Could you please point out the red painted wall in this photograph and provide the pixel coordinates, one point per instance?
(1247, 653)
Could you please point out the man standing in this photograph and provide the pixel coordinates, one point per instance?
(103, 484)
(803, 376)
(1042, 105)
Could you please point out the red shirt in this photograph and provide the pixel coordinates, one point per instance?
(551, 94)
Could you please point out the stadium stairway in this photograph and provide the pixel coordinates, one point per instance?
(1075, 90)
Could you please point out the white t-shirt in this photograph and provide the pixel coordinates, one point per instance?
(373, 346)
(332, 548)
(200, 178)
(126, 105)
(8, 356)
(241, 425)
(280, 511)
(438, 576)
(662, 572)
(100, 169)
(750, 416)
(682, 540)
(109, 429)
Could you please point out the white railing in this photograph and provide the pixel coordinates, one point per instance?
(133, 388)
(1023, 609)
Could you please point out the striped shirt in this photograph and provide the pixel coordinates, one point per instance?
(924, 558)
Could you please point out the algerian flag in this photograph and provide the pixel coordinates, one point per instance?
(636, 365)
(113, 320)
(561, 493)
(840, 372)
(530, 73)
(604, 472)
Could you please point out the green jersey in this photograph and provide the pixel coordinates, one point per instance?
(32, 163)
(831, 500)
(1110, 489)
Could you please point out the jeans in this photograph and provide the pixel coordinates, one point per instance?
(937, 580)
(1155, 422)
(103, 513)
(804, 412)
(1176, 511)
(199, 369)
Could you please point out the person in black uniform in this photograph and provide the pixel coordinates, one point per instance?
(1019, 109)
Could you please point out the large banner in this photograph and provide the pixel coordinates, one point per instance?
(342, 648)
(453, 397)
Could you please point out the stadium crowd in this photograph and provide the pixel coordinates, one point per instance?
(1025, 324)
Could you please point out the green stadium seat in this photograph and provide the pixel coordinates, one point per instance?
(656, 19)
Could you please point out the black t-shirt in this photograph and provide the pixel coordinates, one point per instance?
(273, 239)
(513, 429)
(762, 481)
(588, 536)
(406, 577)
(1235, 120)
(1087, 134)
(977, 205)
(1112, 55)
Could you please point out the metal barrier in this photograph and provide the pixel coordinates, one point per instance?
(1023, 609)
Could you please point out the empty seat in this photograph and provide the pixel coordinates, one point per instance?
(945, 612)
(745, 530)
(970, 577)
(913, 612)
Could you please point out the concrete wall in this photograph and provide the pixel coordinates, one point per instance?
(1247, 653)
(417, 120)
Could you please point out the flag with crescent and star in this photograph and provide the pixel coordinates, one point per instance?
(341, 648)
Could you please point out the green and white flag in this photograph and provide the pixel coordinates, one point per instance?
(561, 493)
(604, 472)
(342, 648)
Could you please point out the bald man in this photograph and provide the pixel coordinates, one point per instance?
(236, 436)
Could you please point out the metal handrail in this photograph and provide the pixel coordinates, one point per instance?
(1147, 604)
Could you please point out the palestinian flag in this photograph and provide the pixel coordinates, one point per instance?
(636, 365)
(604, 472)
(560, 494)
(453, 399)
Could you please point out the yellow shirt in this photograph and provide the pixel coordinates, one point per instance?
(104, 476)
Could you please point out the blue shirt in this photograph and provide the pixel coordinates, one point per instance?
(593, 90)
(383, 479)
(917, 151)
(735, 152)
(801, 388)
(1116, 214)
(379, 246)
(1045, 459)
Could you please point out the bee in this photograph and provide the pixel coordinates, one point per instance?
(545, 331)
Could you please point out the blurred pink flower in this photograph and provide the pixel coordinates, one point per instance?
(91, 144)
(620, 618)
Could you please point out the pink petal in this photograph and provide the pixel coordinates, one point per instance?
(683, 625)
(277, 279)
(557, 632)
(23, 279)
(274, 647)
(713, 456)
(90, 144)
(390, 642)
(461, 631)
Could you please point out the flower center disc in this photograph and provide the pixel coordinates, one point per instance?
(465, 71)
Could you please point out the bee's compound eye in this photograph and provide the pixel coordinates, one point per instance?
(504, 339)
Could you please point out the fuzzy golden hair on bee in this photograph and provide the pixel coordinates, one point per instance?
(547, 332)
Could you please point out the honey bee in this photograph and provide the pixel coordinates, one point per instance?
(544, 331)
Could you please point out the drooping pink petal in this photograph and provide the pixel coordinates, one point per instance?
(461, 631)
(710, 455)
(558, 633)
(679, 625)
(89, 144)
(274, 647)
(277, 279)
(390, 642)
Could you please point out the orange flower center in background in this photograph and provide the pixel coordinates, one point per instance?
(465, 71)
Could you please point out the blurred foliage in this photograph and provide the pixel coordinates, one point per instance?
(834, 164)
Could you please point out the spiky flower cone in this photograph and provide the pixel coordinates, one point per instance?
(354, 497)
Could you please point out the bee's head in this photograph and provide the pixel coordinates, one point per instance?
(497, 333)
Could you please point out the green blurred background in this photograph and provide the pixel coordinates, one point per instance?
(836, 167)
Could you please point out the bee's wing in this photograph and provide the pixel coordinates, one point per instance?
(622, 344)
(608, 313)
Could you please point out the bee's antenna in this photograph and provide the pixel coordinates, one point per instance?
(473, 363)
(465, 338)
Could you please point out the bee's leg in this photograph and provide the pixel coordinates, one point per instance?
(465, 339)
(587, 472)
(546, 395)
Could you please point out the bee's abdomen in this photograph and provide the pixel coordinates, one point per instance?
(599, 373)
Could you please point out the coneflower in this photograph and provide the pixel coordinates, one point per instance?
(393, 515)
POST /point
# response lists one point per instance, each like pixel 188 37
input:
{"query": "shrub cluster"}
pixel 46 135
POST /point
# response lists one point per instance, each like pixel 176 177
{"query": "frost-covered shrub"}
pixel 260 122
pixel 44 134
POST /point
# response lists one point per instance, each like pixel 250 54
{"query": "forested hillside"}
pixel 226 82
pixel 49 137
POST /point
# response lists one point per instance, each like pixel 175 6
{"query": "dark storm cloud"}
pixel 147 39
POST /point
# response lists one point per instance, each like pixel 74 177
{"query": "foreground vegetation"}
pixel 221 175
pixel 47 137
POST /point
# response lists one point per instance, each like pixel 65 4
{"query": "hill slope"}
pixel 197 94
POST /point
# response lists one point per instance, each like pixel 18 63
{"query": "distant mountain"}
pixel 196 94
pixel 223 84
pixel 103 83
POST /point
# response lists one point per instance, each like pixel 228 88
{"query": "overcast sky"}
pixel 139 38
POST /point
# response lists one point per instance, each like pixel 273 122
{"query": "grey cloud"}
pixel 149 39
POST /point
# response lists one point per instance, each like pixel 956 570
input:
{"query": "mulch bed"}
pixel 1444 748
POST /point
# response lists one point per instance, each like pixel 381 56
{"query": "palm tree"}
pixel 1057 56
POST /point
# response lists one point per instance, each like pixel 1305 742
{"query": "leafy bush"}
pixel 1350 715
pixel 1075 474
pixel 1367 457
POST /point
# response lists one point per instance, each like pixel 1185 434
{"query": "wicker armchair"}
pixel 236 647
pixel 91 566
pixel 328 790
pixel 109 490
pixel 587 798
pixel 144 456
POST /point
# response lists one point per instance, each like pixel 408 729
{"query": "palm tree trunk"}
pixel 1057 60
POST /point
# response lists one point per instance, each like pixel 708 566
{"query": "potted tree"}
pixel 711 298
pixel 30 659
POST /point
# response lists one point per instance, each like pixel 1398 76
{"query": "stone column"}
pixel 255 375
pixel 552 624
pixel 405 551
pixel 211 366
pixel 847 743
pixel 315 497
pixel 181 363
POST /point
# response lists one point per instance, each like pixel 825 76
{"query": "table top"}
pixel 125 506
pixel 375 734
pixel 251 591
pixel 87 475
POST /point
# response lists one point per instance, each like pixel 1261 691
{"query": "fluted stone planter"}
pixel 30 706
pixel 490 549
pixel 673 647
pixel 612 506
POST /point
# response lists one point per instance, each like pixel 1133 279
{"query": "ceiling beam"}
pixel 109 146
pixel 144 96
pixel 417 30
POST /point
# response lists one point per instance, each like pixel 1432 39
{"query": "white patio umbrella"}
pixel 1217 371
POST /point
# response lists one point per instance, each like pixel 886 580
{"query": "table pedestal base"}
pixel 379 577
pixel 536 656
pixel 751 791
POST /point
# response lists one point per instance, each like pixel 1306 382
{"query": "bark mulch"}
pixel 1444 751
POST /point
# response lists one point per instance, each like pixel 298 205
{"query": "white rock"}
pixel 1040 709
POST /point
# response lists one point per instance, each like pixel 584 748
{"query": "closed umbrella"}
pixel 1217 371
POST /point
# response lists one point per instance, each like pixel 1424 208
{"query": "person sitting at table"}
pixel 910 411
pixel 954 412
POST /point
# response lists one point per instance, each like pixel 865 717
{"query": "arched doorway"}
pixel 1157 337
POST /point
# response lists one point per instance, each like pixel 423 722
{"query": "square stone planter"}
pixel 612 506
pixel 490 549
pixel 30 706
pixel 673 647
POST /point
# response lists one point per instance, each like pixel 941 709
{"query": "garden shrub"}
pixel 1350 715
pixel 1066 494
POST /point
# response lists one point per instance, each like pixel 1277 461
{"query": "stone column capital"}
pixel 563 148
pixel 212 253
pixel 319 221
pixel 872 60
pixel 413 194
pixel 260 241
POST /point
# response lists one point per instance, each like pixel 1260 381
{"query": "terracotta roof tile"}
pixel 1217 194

About this exercise
What you return must be an exact retyping of the lines above starting at the line with "# response lists one point per instance, each like pixel 584" and ending at the line with "# response lists one point per instance, each like pixel 423", and nothing besides.

Answer below
# response lists one point per instance, each like pixel 584 748
{"query": "closed umbrella"}
pixel 1217 371
POST /point
# response lists one point per instance, each like pixel 1424 208
{"query": "person sitting at table"}
pixel 910 411
pixel 954 412
POST /point
# response lists one point per instance, each like pixel 865 717
{"query": "arched doorway"}
pixel 1157 337
POST /point
# response lists one point per instance, each like pixel 423 722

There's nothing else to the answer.